_Goal_. Please write out every line of the records below as a numbered list, with blank lines left out. Leave the pictures out of the answer.

_Records for the task_.
* * * * *

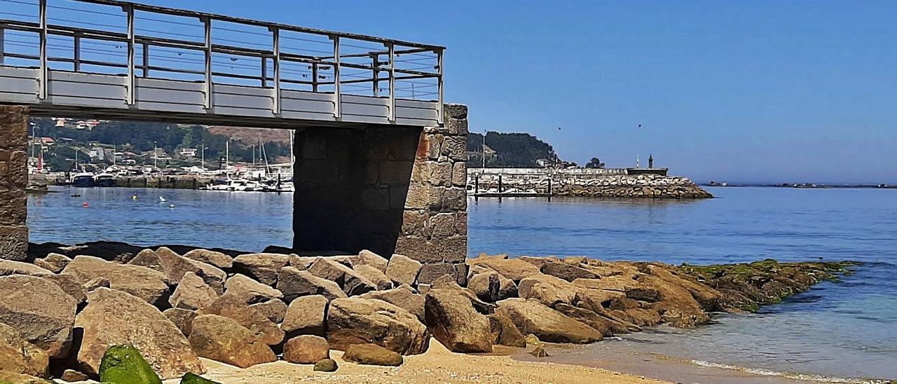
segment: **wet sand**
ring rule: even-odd
[[[549,357],[538,359],[526,353],[511,355],[520,362],[549,362],[558,364],[595,367],[631,375],[676,383],[700,384],[810,384],[814,380],[766,376],[725,368],[695,365],[684,360],[657,353],[614,349],[597,350],[588,346],[545,345]]]
[[[204,377],[224,384],[282,384],[298,382],[336,383],[555,383],[555,384],[649,384],[651,379],[614,372],[599,368],[516,361],[509,355],[454,353],[431,340],[425,353],[405,356],[400,367],[376,367],[343,362],[342,353],[331,351],[339,364],[335,372],[315,372],[311,365],[285,362],[239,369],[203,359],[208,372]],[[179,380],[166,380],[166,384]]]

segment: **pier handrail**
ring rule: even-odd
[[[126,76],[128,105],[135,102],[137,77],[165,78],[205,83],[207,109],[212,106],[213,83],[236,83],[271,90],[272,109],[275,114],[280,112],[281,91],[289,86],[292,87],[289,89],[332,93],[335,118],[340,117],[344,95],[384,97],[381,92],[385,92],[389,100],[390,121],[396,118],[396,100],[409,99],[438,101],[437,118],[442,122],[444,47],[118,0],[0,0],[0,5],[3,4],[10,6],[0,7],[0,65],[37,66],[40,100],[48,96],[51,66],[53,71],[85,73],[89,73],[85,66],[91,66],[105,71],[104,74],[124,69],[117,74]],[[37,6],[37,10],[19,13],[12,5]],[[109,6],[120,8],[120,13],[109,12]],[[51,9],[65,12],[65,17],[48,17]],[[72,20],[74,13],[96,14],[103,20],[124,16],[126,21],[121,25],[111,25]],[[166,17],[192,19],[193,22]],[[203,32],[198,36],[137,28],[137,24],[144,22],[162,23],[170,29],[202,28]],[[120,28],[125,31],[110,31]],[[264,31],[250,31],[246,28]],[[295,36],[284,36],[286,33]],[[37,34],[37,41],[29,40],[29,34]],[[266,38],[267,44],[239,40],[234,34],[248,34],[256,39]],[[327,44],[328,48],[287,47],[283,44],[286,39],[299,41],[300,45]],[[85,43],[100,45],[101,42],[119,45],[82,47]],[[35,47],[37,54],[21,49]],[[116,50],[122,48],[125,52]],[[71,55],[60,55],[60,51]],[[109,59],[110,54],[120,53],[126,54],[126,62]],[[85,54],[100,57],[84,58]],[[221,59],[230,62],[222,63]],[[34,62],[37,65],[33,65]],[[59,64],[71,65],[71,69],[59,68]],[[287,65],[292,67],[286,68]],[[381,88],[385,84],[388,86]]]

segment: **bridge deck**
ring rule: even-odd
[[[114,0],[0,5],[0,103],[36,115],[442,124],[441,47]]]

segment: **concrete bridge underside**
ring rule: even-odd
[[[422,284],[446,274],[463,280],[467,109],[442,109],[444,124],[437,127],[291,124],[296,130],[293,248],[400,253],[424,264]],[[27,257],[29,117],[27,106],[0,105],[0,258]]]

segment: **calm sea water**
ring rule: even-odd
[[[819,284],[757,314],[722,315],[718,324],[693,330],[661,327],[576,353],[599,356],[624,348],[757,371],[897,378],[897,190],[711,192],[719,198],[470,200],[469,253],[671,264],[863,261],[841,283]],[[160,195],[169,202],[160,203]],[[255,251],[288,246],[292,234],[291,195],[72,188],[30,196],[29,205],[38,242],[114,240]]]

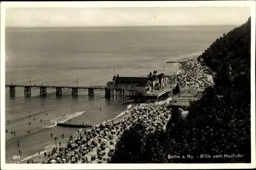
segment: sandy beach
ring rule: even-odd
[[[185,58],[183,61],[186,62],[179,65],[181,71],[177,74],[177,80],[182,88],[202,89],[212,83],[207,68],[202,66],[197,59],[195,56]],[[176,77],[176,75],[173,75],[170,81],[175,82]],[[33,163],[108,163],[119,137],[134,123],[143,120],[150,132],[158,129],[164,129],[172,117],[171,111],[167,110],[166,107],[171,102],[170,96],[162,101],[133,105],[118,117],[91,128],[80,129],[78,136],[70,136],[68,143],[60,146],[57,143],[55,148],[49,149],[45,154],[38,153],[38,155],[31,158]],[[183,114],[187,113],[184,112]],[[27,163],[27,161],[25,160],[20,163]],[[32,161],[29,161],[29,163],[31,163]]]

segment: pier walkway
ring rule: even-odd
[[[46,96],[47,94],[47,88],[56,88],[56,95],[62,95],[62,89],[64,88],[72,89],[72,96],[78,96],[78,89],[88,90],[88,95],[91,97],[94,96],[94,90],[103,90],[105,89],[105,86],[60,86],[50,85],[38,85],[38,84],[8,84],[5,85],[6,87],[9,87],[10,89],[10,96],[15,95],[16,87],[24,87],[24,95],[25,96],[30,96],[31,95],[31,88],[40,88],[40,95]]]

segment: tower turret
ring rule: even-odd
[[[116,77],[115,75],[113,77],[113,85],[115,85],[115,83],[116,83]]]

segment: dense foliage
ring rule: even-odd
[[[216,73],[215,85],[185,118],[174,109],[166,130],[154,133],[146,132],[143,121],[134,125],[123,134],[111,162],[250,162],[250,18],[200,57]],[[239,156],[227,157],[232,154]]]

* * * * *

_The answer_.
1. segment: **wet sand**
2. ring rule: even-odd
3. [[[549,357],[538,359],[526,353],[511,355],[520,362],[549,362],[558,364],[595,367],[631,375],[676,383],[700,384],[810,384],[814,380],[766,376],[725,368],[695,365],[684,360],[657,353],[614,349],[597,350],[588,346],[545,345]]]
4. [[[204,377],[224,384],[282,384],[298,382],[336,383],[555,383],[555,384],[649,384],[651,379],[614,372],[599,368],[516,361],[509,355],[454,353],[431,340],[425,353],[405,356],[400,367],[376,367],[343,362],[342,353],[331,351],[339,364],[335,372],[315,372],[311,365],[285,362],[239,369],[203,359],[208,372]],[[179,380],[166,380],[166,384]]]
5. segment: **pier handrail**
6. ring rule: even-odd
7. [[[126,76],[128,105],[135,102],[137,77],[165,78],[205,83],[207,109],[212,106],[213,83],[236,83],[271,90],[272,109],[275,114],[280,112],[281,91],[289,86],[292,87],[289,89],[332,93],[335,118],[340,117],[344,95],[384,97],[381,92],[385,92],[389,100],[390,121],[396,118],[396,100],[409,99],[438,101],[437,118],[442,122],[444,47],[118,0],[0,0],[0,5],[3,4],[10,6],[0,7],[0,65],[37,66],[40,100],[48,96],[51,66],[53,71],[85,73],[89,73],[85,66],[91,66],[105,71],[104,74],[124,69],[117,74]],[[37,6],[37,10],[19,13],[12,5]],[[109,6],[120,8],[120,13],[109,12]],[[51,9],[65,12],[65,17],[48,17]],[[72,20],[74,13],[96,14],[103,20],[124,16],[126,21],[121,25],[111,25]],[[166,17],[192,19],[193,22]],[[203,32],[198,36],[137,28],[137,24],[144,22],[162,23],[170,29],[202,28]],[[120,28],[125,31],[110,31]],[[264,31],[250,31],[246,28]],[[295,36],[284,36],[286,33]],[[37,34],[37,41],[29,40],[29,34]],[[266,38],[267,44],[239,40],[234,34],[248,34],[256,39]],[[327,44],[328,48],[287,47],[283,44],[286,39],[299,41],[300,45]],[[85,43],[100,45],[101,42],[119,45],[82,47]],[[35,47],[37,54],[21,49]],[[116,50],[122,48],[125,52]],[[71,55],[60,55],[60,51]],[[109,59],[110,54],[120,53],[126,54],[126,62]],[[85,54],[100,57],[84,58]],[[221,59],[230,62],[222,63]],[[34,62],[37,65],[33,65]],[[59,64],[71,65],[71,69],[59,68]],[[287,65],[292,67],[286,68]],[[381,88],[385,84],[388,86]]]
8. segment: **bridge deck**
9. ring rule: even-odd
10. [[[114,0],[0,5],[0,103],[36,115],[442,124],[441,47]]]
11. segment: **concrete bridge underside**
12. ring rule: even-odd
13. [[[422,284],[446,274],[463,280],[467,109],[442,109],[444,124],[437,127],[291,124],[296,130],[293,248],[400,253],[424,264]],[[27,257],[29,117],[27,106],[0,105],[0,258]]]
14. segment: **calm sea water**
15. ring rule: even-odd
16. [[[819,284],[757,314],[722,315],[718,324],[693,330],[661,327],[576,353],[599,356],[624,348],[757,371],[897,378],[897,190],[711,192],[719,198],[470,200],[469,253],[671,264],[863,261],[841,283]],[[160,195],[169,202],[160,203]],[[255,251],[288,246],[292,234],[291,195],[72,188],[30,196],[29,205],[38,242],[114,240]]]
17. segment: sandy beach
18. ring rule: even-odd
19. [[[185,58],[183,61],[186,62],[179,65],[181,71],[177,74],[177,80],[182,88],[202,89],[212,83],[207,68],[202,66],[197,59],[195,56]],[[176,77],[176,75],[173,75],[170,81],[175,82]],[[33,163],[108,163],[119,137],[134,123],[143,120],[150,132],[158,129],[164,129],[172,117],[171,111],[167,110],[166,107],[171,102],[170,96],[162,101],[133,105],[118,117],[91,128],[80,129],[78,136],[70,136],[68,143],[60,146],[57,143],[55,148],[49,149],[45,154],[38,153],[38,155],[31,158]],[[183,114],[187,113],[184,112]],[[27,163],[27,161],[25,160],[20,163]],[[32,161],[29,161],[29,163],[31,163]]]
20. segment: pier walkway
21. ring rule: even-odd
22. [[[46,96],[47,94],[47,88],[56,88],[56,95],[62,95],[62,89],[64,88],[72,89],[72,96],[78,96],[78,89],[88,90],[88,95],[91,97],[94,96],[94,90],[103,90],[105,89],[105,86],[60,86],[50,85],[38,85],[38,84],[8,84],[5,85],[6,87],[9,87],[10,89],[10,96],[15,95],[16,87],[24,87],[24,95],[25,96],[30,96],[31,95],[31,88],[40,88],[40,95]]]
23. segment: tower turret
24. ring rule: even-odd
25. [[[116,77],[115,75],[113,77],[113,85],[115,85],[115,83],[116,83]]]
26. segment: dense foliage
27. ring rule: even-odd
28. [[[216,73],[215,85],[185,118],[174,109],[166,130],[154,133],[146,132],[143,121],[134,125],[123,134],[111,162],[250,162],[250,18],[200,57]],[[239,156],[227,157],[232,154]]]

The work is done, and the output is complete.